═══ Fragmento de texto

María Rosa afronta a los 46 años su examen decisivo: si aprueba cambiará su pasado de friegaplatos por un futuro de administrativa
Una inmigrante panameña que dejó los estudios a los 13 años se enfrentó el jueves a una prueba para conseguir un título superior oficial. ¿El tema? Los paraísos fiscales


Se masca la tensión en la sala de estudios. Estamos en plena temporada de exámenes y casi todos los asientos están tomados. Los ocupan adolescentes y veinteañeros tatuados que se muerden las uñas delante de sus apuntes. En esta habitación en un barrio del noreste de Madrid hay mucho en juego: las aspiraciones profesionales de decenas de jóvenes y de una mujer más veterana, María Rosa López, de 46 años, que ha barrido muchos suelos y fregado muchos platos para ganarse un pan desde que llegó a España en 2005. En silencio, abre su portátil, saca un cuaderno y repasa. Faltan 24 horas para la prueba con la que espera dejar esa dura vida atrás.

══════

Ejercicio planteado: Determina si cada afirmación concuerda con el fragmento sobre María Rosa López y responde sí o no, citando literalmente las palabras del fragmento que lo deciden. (a) María Rosa López llegó a España en 2005. (b) María Rosa dejó los estudios a los 16 años. (c) La sala de estudios se encuentra en un barrio del sur de Madrid. Para responder, utiliza únicamente el fragmento.

═══ Datos proporcionados

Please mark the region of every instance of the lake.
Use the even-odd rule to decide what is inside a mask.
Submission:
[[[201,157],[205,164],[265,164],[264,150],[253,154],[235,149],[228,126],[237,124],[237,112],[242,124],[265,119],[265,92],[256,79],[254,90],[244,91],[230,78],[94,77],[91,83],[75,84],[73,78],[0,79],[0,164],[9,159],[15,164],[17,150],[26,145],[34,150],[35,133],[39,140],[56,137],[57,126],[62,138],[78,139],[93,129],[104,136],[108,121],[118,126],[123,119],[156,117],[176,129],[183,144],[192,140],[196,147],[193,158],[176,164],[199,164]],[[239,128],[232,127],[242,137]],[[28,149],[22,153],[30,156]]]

══════

Resultado:
(a) Sí: «desde que llegó a España en 2005».
(b) No: «dejó los estudios a los 13 años».
(c) No: «En esta habitación en un barrio del noreste de Madrid».